▶ [Document section]:
— Begin —
Why I am reluctant to visit COP-29 in Baku (my home town) or E.O. Wilson’s advice is “march away from the guns”!

AI generated image with a prompts “Marching away from the guns”. Source: https://deepai.org/machine-learning-model/text2img

In the past few months I have been repetitively asked if I am going to COP-29 (UNFCCC) meeting in Baku in November this year. For those who don’t know me well, I was raised in Baku, Azerbaijan and consider Azerbaijan my home-country next to my current home, the Netherlands. I am also one of few environmental policy and governance professionals with 20+ years of experience, with academic and policy credentials in this area and work experience in Azerbaijan, the broader region and internationally. However, I was not invited so far to any efforts to organise any of the events within COP-29. I am also not particularly eager to ask to be invited, neither am I eager to organise any side-event or apply to one. You may wonder why, and I have also wondered – am I missing a golden opportunity to show-case my research in and on the region I care about, and the region that desperately needs attention and support due to mismanagement, conflicts and dwindling resources? Am I missing a chance to make new connections, get funding and secure new powerful allies? When else will the spotlight of the global climate/environmental community shine on Azerbaijan?
— End —
▶ [Items from a labeling collection]:
— Begin —
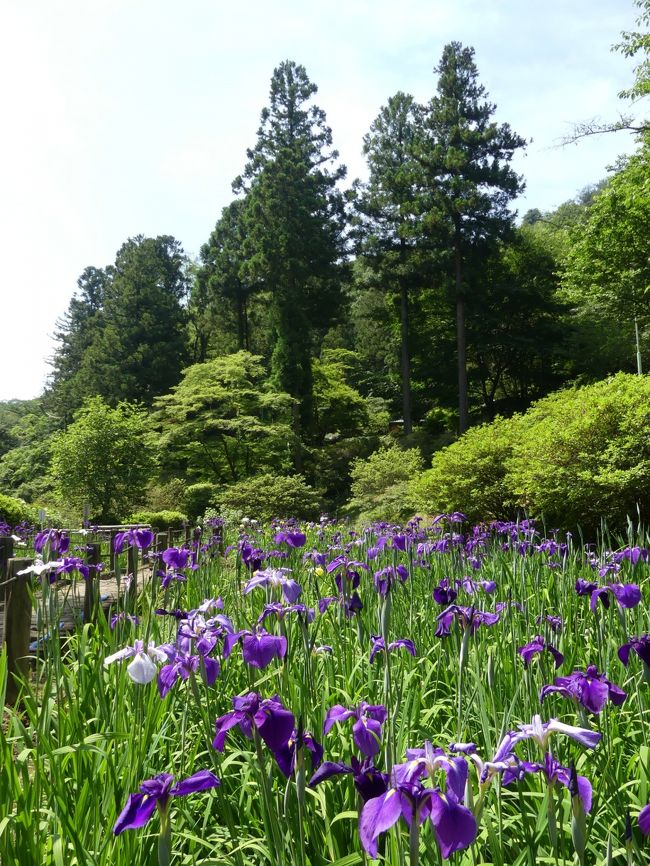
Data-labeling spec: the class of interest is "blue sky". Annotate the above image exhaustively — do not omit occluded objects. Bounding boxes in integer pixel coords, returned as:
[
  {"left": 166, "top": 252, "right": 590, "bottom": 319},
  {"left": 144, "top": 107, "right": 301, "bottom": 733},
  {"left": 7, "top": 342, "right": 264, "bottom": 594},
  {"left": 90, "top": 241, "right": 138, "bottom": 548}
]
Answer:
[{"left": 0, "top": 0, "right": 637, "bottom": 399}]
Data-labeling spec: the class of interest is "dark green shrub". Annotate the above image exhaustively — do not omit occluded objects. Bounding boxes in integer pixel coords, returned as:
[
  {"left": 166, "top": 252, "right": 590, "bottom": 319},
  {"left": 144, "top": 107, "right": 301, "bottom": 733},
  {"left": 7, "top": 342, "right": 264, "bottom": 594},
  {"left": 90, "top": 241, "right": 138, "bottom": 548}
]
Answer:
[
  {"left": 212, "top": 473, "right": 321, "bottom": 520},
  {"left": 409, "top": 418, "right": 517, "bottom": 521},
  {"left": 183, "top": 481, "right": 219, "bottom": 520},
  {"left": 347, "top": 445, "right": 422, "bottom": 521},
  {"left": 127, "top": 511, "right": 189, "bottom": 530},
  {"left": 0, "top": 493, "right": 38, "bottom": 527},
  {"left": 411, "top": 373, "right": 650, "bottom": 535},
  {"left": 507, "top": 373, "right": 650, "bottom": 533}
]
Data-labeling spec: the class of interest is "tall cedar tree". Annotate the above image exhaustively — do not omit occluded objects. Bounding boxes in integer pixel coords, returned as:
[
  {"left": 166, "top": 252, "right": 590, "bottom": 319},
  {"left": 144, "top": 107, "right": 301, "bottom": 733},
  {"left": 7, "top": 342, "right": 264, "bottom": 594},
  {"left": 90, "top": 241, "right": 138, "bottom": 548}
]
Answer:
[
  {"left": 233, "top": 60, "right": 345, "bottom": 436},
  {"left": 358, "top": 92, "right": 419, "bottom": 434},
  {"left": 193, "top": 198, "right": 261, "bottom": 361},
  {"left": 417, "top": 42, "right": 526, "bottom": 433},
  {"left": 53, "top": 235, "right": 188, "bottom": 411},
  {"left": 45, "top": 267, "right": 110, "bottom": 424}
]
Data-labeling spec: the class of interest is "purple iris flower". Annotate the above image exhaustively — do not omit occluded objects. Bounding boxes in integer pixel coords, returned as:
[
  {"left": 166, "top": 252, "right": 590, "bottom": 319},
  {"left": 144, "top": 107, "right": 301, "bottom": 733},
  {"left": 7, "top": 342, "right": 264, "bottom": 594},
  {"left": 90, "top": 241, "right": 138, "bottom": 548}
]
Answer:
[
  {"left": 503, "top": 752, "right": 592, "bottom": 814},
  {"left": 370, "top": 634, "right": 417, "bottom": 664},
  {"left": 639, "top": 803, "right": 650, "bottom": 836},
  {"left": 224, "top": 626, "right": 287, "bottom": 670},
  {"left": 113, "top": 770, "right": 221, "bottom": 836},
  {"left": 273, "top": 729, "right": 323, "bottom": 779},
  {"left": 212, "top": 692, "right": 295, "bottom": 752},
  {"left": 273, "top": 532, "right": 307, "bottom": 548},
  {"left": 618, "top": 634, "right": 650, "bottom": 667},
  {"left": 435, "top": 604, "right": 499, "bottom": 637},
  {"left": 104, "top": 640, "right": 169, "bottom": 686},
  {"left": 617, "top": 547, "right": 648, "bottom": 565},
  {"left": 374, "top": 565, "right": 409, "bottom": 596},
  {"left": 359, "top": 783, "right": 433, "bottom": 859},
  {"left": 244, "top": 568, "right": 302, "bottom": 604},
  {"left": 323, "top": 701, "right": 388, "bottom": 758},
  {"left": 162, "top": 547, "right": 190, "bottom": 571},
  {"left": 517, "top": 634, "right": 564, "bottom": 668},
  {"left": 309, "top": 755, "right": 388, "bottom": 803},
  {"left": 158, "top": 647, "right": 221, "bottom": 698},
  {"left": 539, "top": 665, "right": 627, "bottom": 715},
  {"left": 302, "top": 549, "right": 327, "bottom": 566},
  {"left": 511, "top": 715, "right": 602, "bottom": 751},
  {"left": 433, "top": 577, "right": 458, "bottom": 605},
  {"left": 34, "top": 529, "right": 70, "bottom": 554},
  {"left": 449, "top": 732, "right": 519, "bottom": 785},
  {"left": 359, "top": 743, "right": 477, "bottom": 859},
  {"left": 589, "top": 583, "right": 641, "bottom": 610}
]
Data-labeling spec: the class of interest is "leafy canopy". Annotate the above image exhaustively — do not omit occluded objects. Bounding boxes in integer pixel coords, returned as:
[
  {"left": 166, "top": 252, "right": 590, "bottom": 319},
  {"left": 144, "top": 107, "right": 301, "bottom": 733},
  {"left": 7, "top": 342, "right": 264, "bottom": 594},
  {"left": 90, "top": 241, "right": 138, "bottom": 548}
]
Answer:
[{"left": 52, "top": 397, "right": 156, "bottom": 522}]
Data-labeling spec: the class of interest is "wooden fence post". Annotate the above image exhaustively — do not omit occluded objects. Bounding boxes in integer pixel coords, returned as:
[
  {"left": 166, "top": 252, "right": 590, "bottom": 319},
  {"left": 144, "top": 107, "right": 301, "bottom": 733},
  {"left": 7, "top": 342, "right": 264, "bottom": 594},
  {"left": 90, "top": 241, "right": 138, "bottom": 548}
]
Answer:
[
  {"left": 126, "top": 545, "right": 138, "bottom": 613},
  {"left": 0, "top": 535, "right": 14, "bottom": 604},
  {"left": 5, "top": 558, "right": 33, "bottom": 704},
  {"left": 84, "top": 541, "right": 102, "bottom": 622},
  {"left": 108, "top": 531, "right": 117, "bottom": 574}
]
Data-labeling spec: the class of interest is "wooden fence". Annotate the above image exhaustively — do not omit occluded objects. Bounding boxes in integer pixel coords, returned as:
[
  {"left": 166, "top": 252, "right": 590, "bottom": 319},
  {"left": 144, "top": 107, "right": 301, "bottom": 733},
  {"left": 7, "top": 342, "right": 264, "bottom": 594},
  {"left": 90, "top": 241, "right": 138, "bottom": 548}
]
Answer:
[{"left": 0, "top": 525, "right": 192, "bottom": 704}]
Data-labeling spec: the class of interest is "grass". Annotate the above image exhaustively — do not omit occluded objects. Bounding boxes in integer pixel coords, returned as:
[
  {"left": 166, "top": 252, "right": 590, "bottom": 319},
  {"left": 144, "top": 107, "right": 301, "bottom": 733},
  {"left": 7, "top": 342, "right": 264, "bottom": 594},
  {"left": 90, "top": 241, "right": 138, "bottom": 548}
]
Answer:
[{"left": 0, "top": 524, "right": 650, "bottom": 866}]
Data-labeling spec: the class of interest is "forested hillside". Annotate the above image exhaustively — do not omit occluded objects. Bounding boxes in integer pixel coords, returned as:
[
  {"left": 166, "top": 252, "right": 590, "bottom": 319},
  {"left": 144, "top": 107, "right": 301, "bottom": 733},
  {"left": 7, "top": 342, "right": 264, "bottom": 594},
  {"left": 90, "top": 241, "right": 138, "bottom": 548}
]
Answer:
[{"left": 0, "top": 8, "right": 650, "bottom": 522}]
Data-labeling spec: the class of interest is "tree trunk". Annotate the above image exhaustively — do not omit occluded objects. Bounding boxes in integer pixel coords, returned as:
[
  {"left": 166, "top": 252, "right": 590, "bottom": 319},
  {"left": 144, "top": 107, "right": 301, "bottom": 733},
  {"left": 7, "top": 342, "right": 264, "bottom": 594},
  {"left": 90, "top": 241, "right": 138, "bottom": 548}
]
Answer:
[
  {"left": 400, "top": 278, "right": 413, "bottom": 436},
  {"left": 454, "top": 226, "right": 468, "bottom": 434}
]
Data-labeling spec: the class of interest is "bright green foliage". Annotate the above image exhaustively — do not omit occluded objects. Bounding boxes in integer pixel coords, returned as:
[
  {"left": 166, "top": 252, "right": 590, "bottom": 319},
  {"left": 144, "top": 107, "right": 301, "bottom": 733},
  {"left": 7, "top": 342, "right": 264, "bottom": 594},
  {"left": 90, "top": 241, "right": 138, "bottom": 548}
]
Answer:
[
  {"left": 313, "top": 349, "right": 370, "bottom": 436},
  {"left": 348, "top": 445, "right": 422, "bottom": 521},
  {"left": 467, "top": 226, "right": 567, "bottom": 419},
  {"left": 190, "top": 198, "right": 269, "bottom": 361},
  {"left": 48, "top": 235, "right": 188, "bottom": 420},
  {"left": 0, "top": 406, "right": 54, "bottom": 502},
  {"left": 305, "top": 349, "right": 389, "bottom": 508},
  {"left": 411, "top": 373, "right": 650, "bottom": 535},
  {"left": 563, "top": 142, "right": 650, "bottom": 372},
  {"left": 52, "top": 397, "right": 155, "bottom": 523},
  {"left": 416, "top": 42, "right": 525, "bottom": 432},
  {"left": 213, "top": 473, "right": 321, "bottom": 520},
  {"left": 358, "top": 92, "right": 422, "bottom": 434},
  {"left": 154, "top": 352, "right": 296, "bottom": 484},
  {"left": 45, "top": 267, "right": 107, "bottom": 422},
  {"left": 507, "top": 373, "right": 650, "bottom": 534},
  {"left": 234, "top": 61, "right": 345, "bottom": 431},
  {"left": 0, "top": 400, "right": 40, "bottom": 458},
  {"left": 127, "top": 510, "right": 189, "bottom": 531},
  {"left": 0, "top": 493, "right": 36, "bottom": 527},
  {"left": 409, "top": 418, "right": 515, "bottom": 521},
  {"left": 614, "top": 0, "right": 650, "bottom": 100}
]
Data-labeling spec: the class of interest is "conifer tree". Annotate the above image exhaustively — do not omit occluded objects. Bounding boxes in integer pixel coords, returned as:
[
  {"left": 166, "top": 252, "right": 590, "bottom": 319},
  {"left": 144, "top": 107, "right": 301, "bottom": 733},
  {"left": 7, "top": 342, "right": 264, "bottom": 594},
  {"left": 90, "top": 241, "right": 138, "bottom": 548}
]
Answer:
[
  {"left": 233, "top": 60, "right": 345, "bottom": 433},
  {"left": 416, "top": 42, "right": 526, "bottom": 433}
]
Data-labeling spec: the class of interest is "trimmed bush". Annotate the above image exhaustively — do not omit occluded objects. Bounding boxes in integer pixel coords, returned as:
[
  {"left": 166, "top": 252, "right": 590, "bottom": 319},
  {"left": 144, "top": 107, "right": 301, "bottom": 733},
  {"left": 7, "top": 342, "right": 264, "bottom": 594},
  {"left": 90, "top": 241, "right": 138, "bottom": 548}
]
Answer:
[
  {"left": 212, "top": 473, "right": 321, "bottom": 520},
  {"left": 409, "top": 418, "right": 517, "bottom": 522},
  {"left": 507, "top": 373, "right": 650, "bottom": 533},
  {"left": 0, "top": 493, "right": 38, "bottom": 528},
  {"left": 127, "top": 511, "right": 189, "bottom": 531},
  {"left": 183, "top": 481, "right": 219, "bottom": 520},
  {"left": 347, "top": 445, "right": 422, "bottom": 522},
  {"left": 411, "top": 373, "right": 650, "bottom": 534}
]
— End —
Translate this sentence from the post about COP-29 into Spanish: "Am I missing a chance to make new connections, get funding and secure new powerful allies?" The rows have nothing to do with the post about COP-29.

¿Estoy perdiendo la oportunidad de hacer nuevos contactos, conseguir financiación y asegurarme nuevos aliados poderosos?